Everything from the line containing "Target: wispy cloud" through the line containing "Target: person in dark coat" in the listing below should be copied exactly, and nothing more.

• MATERIAL SHOWN:
------------------------------------
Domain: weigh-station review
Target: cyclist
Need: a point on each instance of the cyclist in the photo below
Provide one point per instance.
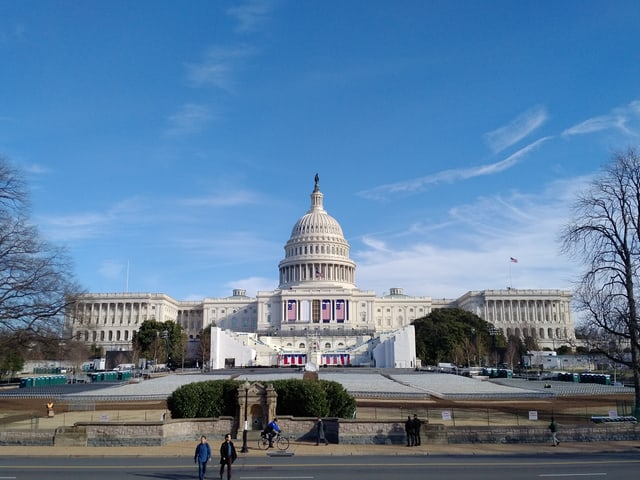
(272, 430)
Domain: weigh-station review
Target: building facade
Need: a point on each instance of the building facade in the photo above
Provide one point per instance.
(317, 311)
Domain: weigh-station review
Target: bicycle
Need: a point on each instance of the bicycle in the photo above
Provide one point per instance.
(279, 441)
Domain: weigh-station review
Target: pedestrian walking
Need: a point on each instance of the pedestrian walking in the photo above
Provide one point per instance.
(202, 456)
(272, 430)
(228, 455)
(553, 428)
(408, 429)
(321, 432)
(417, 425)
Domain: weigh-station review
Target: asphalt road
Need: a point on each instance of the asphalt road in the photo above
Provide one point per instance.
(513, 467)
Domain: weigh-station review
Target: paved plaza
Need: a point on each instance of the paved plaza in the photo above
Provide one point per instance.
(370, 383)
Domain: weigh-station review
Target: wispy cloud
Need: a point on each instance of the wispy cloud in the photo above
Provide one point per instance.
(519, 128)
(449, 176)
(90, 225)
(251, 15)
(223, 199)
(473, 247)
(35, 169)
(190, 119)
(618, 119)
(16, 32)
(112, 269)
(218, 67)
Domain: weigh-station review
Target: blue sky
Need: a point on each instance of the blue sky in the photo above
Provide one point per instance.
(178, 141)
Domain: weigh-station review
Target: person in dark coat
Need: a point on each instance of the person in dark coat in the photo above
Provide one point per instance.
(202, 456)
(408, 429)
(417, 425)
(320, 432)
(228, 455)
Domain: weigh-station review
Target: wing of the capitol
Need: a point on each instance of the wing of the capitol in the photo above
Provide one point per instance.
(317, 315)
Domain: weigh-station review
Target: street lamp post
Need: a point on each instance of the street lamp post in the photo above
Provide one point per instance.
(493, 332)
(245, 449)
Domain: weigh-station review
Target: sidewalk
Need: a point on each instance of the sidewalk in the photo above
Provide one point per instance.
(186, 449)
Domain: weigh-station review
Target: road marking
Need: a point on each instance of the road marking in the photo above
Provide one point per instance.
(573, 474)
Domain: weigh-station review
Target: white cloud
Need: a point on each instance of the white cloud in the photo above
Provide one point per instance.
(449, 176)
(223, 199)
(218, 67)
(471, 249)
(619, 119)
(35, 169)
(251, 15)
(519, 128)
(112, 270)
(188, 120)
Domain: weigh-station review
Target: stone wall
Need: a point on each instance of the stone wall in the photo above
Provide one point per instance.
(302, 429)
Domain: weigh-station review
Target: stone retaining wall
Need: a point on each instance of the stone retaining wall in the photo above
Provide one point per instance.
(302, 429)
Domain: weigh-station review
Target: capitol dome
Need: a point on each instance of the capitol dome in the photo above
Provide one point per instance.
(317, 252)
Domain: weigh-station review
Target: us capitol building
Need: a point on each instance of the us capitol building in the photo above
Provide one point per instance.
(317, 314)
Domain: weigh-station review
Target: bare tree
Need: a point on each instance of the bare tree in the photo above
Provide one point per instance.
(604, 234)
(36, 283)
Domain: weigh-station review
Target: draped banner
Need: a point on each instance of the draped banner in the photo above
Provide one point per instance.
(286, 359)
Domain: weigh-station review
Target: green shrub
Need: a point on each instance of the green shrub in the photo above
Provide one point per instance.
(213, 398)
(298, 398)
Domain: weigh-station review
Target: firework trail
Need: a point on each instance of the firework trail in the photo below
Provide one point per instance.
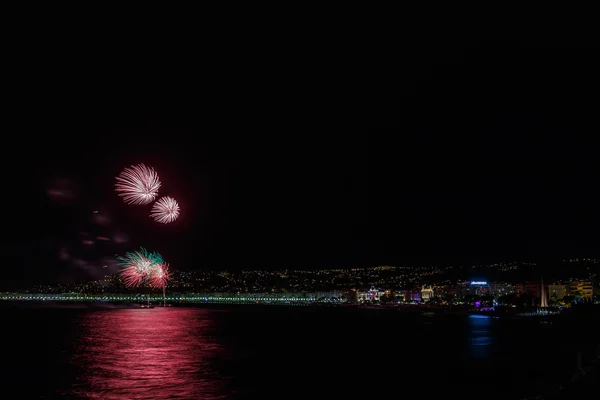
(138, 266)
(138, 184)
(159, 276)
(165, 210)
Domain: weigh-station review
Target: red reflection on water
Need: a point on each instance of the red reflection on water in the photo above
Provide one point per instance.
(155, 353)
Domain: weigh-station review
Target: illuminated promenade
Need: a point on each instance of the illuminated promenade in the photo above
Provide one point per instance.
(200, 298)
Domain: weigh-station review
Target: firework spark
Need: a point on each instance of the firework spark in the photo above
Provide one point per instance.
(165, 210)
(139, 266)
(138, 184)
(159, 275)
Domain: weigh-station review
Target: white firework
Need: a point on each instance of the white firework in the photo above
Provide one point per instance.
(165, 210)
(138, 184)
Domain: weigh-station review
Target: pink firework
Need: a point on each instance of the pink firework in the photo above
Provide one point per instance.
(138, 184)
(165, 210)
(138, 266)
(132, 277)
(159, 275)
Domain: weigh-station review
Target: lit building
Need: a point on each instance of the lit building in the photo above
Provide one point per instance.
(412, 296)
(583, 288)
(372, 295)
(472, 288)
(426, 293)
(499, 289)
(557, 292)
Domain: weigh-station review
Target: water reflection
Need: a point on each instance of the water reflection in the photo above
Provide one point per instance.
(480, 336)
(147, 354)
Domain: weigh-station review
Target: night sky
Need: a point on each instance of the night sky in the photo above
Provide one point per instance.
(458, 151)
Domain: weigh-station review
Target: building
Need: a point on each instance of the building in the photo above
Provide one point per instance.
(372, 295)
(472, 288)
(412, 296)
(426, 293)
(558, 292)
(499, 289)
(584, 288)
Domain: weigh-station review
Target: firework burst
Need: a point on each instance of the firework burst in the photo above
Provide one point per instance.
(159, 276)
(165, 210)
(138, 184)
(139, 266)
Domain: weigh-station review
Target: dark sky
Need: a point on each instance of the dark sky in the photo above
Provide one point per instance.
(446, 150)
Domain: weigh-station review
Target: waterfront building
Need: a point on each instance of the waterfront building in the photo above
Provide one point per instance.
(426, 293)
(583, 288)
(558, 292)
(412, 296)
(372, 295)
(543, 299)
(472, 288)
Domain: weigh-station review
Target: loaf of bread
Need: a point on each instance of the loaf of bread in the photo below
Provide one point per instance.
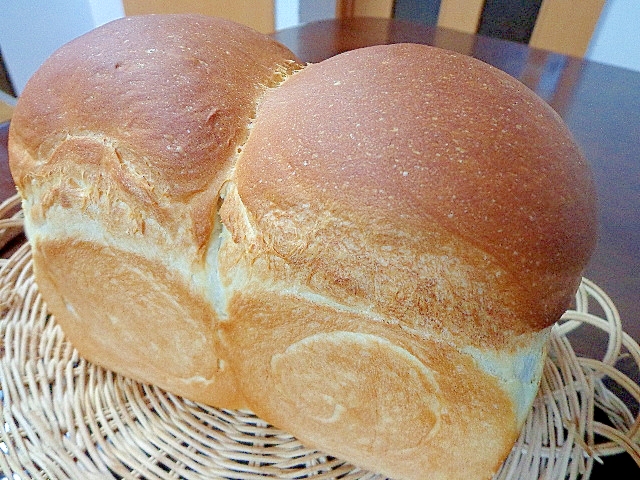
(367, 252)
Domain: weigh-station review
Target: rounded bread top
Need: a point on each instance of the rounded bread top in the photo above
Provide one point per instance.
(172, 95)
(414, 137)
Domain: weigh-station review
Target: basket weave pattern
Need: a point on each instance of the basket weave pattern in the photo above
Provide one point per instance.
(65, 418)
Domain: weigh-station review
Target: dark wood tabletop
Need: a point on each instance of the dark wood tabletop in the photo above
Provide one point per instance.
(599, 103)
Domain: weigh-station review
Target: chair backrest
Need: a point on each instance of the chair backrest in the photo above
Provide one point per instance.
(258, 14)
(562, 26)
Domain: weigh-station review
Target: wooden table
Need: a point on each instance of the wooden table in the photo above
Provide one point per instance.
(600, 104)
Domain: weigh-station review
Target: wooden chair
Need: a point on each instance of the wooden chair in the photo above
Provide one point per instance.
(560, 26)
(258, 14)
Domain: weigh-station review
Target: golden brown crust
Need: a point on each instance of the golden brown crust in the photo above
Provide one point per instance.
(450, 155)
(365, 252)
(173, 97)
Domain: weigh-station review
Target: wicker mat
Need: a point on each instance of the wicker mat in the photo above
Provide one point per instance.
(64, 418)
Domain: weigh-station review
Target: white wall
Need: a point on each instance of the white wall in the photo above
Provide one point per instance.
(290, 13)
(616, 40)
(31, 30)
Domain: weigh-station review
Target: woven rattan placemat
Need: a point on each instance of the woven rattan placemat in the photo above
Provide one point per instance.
------------------------------------
• TASK RESULT:
Target: wispy cloud
Need: a point on each instance of the wispy cloud in the photo above
Provide one point per instance.
(519, 128)
(449, 176)
(90, 225)
(251, 15)
(223, 199)
(473, 247)
(35, 169)
(190, 119)
(618, 119)
(16, 32)
(112, 269)
(218, 67)
Domain: weigh-station review
Target: blue sky
Need: a point on each instance of the blue sky in the photo above
Provide one point per instance.
(178, 141)
Domain: weigh-station review
Target: person in dark coat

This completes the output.